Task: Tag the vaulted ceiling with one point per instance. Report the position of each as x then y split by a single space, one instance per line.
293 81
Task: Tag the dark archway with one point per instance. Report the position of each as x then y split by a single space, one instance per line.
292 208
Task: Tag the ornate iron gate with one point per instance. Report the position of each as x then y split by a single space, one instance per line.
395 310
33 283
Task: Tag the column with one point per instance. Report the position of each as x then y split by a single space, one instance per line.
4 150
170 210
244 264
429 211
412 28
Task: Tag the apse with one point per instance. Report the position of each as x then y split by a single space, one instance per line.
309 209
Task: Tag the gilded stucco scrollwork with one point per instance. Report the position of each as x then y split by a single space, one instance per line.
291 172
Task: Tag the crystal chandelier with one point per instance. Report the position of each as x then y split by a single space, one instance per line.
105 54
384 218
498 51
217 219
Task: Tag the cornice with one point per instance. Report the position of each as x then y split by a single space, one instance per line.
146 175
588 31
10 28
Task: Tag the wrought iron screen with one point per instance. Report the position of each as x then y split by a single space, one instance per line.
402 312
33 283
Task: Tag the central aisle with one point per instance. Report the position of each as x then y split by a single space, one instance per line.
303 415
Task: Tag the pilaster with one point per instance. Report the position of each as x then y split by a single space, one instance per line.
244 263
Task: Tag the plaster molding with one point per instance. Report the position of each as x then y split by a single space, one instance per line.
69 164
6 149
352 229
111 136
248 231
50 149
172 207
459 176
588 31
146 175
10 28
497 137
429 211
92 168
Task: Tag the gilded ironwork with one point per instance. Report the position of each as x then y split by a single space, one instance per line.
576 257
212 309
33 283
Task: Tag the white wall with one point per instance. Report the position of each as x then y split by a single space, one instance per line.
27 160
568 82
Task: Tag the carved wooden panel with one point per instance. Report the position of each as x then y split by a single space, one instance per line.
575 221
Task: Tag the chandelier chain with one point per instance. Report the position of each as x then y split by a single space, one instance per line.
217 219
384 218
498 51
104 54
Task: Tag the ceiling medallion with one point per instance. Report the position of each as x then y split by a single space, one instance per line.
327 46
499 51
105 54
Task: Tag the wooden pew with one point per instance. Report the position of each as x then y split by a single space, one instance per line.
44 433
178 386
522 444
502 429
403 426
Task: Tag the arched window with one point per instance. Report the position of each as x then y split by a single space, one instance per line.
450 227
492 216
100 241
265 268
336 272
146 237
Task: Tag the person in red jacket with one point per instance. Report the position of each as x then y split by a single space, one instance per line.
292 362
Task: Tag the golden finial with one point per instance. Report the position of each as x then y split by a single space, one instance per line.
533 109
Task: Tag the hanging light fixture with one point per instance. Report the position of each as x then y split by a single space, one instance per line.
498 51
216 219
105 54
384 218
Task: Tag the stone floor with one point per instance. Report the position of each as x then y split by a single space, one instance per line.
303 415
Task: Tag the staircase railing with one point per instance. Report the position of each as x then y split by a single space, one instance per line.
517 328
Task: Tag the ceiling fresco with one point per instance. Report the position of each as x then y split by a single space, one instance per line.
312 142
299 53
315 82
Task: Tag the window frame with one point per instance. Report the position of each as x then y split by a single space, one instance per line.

__Work to be completed__: Reproduce the material in full, with no word added or dropped.

__Exercise output__:
Task: Tag the vaulted ceiling with one point per instance. Report the position of each as x then y split by a single space, one instance per line.
293 81
Task: Tag the dark archway with one point per instance. Report the position of each as x then y split by a single space, one instance per line.
292 208
Task: Tag the ornate iron gate with one point per instance. Report the position of each as x then y split by a single space, one instance per line.
395 310
33 283
Task: Tag the column with one point per instance. Report the position of each as x then y split by a single space, one instance per line.
4 150
170 210
244 264
429 211
412 28
Task: Tag the apse with one point per instance. Report the position of each as x then y split by a single space, one instance per line.
309 209
Task: Tag the gilded stucco scrollwork with one point per instance. Report the position of each as x then y split by a single space, one instance per line.
291 172
Task: Tag the crystal chandelier with one point per instance. Report the position of each as x then y split by a single space, one instance per line.
105 54
384 218
498 51
217 219
Task: Tag the cornice with one point per instance. Report the position of each as x then y split by a single space, one instance per line.
146 175
588 31
10 28
Task: Tag the wrought iron screen with one point per instance. Report the position of each as x then y split by a single space, one instance per line.
402 312
33 283
Task: Tag the central aisle with one point per instance. Report the position of each as x then y split by a single space, one instance per line.
303 415
Task: Tag the pilaster with one point per instance. Report the position of each as x then y split by a single space, one instance per line.
244 263
Task: Tag the plaster molding with one point per instance. Report the position of each as x then y split by a single space, one instance per line.
69 164
6 149
352 229
111 136
248 231
50 149
172 207
459 176
588 31
146 175
10 28
497 137
429 211
92 168
Task: Tag the gilded ironwork with one point per instance. Report the position of each as x then y split by a single space, one instance per line.
576 257
212 309
33 283
Task: Tag the white wall with one point per instance. Report the position of each as x then y split by a single space, one instance per line.
27 160
568 82
Task: Tag the carved wooden panel with one point per instance. Report the position of each as x then y split by a single space, one instance per line.
575 221
Task: Tag the chandelier chain with one point per instance. Report the position of each as x then y split by a single space, one instance per line.
217 219
384 218
498 51
104 54
Task: Tag the ceiling medallion with one point per instance. Report the position of each as x then y split by a single space, one instance per line.
327 46
499 51
105 54
Task: Tag the wooden pew with one point per instance. Report the position of each as x then y split by a single space, one instance per line.
44 433
178 386
522 444
502 429
403 426
Task: Tag the arched window with one point per instance. Report the position of each as x then y split by a single space, one instance per line.
450 227
492 216
100 241
265 268
336 272
146 237
Task: Tag the person in red jacket with one point per instance. Report the position of each as x then y split by a single space, one instance per line.
292 362
Task: Tag the golden finial with one point per instance. Report the position of each as x then y split by a single space, one instance per line.
533 109
Task: Tag the hanging light fixture with one point per instance. Report the position of each as x then y split by a single space, one instance per line.
498 51
216 219
105 54
384 218
Task: Tag the stone floor with one point per instance. Report the position of each as x then y split by a single space, one instance per line.
303 415
Task: Tag the staircase railing with one point per instance. Report the position of each as x then y split by a single space, one instance per line.
517 328
Task: Tag the ceiling fresco with one point per instance. Report the position of each as x then y split by a single space, one instance per line.
312 142
299 53
315 82
Task: Tag the window frame with one point per instance. Report the position of each as x then y split by a single space, one instance per line.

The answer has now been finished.